PROBLEM TO WORK ON: Below are some records; return each one exactly.

[Stored items from a collection]
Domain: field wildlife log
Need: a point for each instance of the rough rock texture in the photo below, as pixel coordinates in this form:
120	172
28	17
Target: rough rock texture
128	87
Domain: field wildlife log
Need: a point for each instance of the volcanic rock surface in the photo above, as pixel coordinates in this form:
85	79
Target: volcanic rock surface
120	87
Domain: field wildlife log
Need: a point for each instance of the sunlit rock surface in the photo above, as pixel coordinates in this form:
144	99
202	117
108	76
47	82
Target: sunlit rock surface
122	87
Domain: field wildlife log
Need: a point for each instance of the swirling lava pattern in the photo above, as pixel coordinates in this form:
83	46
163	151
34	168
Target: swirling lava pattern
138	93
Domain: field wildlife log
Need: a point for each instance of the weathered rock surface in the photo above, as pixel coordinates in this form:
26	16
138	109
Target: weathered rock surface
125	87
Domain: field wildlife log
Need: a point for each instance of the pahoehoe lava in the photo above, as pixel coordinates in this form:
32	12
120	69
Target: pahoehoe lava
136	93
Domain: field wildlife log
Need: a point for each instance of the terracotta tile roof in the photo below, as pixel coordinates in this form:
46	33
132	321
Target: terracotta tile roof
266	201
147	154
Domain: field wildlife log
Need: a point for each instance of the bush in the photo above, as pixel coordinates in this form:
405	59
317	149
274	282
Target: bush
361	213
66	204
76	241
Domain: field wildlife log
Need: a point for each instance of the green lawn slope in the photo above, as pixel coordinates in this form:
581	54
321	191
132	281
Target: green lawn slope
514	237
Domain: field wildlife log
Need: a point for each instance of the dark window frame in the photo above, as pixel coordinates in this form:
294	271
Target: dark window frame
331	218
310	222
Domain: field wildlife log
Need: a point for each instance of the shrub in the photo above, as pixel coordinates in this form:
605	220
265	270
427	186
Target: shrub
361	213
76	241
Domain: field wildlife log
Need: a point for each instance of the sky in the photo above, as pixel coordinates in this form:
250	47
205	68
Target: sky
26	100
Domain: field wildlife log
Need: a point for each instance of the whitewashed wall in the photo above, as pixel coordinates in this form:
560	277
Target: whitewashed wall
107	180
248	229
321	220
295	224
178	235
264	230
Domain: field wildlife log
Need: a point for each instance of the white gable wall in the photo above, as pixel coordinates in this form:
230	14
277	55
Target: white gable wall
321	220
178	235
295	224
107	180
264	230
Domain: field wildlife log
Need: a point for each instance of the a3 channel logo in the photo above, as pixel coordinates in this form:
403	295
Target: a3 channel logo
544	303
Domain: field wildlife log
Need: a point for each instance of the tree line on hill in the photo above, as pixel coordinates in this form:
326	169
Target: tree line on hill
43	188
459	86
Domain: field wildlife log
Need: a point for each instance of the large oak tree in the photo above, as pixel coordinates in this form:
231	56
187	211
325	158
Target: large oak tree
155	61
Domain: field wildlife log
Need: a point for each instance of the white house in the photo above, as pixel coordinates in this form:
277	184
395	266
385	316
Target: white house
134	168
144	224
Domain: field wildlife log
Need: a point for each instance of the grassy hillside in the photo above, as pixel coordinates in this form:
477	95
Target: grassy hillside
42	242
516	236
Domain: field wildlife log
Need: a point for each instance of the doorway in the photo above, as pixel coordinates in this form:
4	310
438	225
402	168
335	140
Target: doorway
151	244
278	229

ANSWER FOR THE TASK:
Domain: field wildlife log
Need: a point for each instance of the rough rock texture in the photo below, as pixel coordinates in this form:
120	172
28	17
Target: rough rock texture
128	87
Domain: field wildlife log
Need: a point for each instance of the volcanic rock surface in the photo above, as pixel coordinates in this form:
85	79
Target: volcanic rock surface
120	87
Domain: field wildlife log
Need: a point for each instance of the sunlit rock surface in the photo above, as pixel coordinates in this form:
144	99
202	117
108	76
47	82
Target: sunlit rock surface
122	87
Domain: field wildlife log
Need: a point for each instance of the swirling lava pattern in the photo above, as pixel coordinates in this form:
83	46
163	151
34	168
Target: swirling lava pattern
138	93
Domain: field wildlife log
Need: a point for each instance of the weathered rock surface in the photo above, as pixel coordinates in this form:
26	16
138	109
Target: weathered rock surface
125	87
Domain: field wildlife log
Need: a point for each instance of the pahoehoe lava in the photo above, as pixel coordinates in this form:
32	12
120	69
Target: pahoehoe lava
136	93
Domain: field wildlife log
Need: a point for each instance of the terracotta tile roof in the photo below, as pixel coordinates in this form:
46	33
132	321
Target: terracotta tile roof
266	201
147	154
Domain: field wildlife log
Need: a point for each instance of the bush in the photo above, as pixel coordinates in this form:
405	59
317	149
274	282
Target: bush
361	213
66	204
76	241
Domain: field wildlife log
Need: a point for each instance of the green lawn slope in the photo above, as pixel coordinates in this form:
581	54
321	191
132	281
Target: green lawn slope
514	237
Domain: field wildlife log
Need: a point for each instance of the dark window frame in the photo above, as pixel coordinates in this form:
294	271
Target: dark window frame
331	218
310	222
Domain: field wildlife log
Need: a point for each instance of the shrub in the photo above, as pixel coordinates in this form:
605	220
265	270
427	186
Target: shrub
361	213
76	241
Domain: field wildlife log
Need: a point for each instance of the sky in the photo above, as pixel coordinates in this form:
250	47
205	68
Target: sky
26	100
Domain: field wildlife log
Need: a point for each instance of the whitewashed wall in the photo above, as pixel coordinates in this form:
560	277
Target: whitewashed wall
107	180
248	229
321	220
295	224
178	235
264	230
Domain: field wildlife log
Need: a point for each instance of the white gable wall in the photo above, as pixel coordinates in this form:
230	14
277	55
Target: white gable wall
321	220
178	235
295	224
107	180
264	230
Domain: field wildlife log
Need: a point for each instance of the a3 channel logo in the photo above, as pixel coordinates in this form:
403	295
Target: a3 channel logo
544	303
Domain: field wildlife log
Need: a point for each instance of the tree line on hill in the photo above, as pixel coordinates in this form:
326	169
Target: tree line on hill
43	188
459	86
Domain: field wildlife log
Need: a point for each instance of the large oak tree in the photo above, as pixel coordinates in this form:
231	56
187	211
325	158
Target: large oak tree
155	61
Domain: field wildlife log
Need: a point for each instance of the white house in the photo above, as pixel coordinates in this form:
277	184
395	266
385	316
Target: white house
134	168
144	224
Domain: field wildlife log
Need: a point for each instance of the grassy hillside in the photo above, as pixel coordinates in this form:
477	95
Target: grassy hillside
42	242
516	236
Domain: field wildlife log
Need: a point for each instance of the doorway in the photo above, as pixel coordinates in this form:
4	310
438	225
402	168
335	140
Target: doorway
151	244
278	229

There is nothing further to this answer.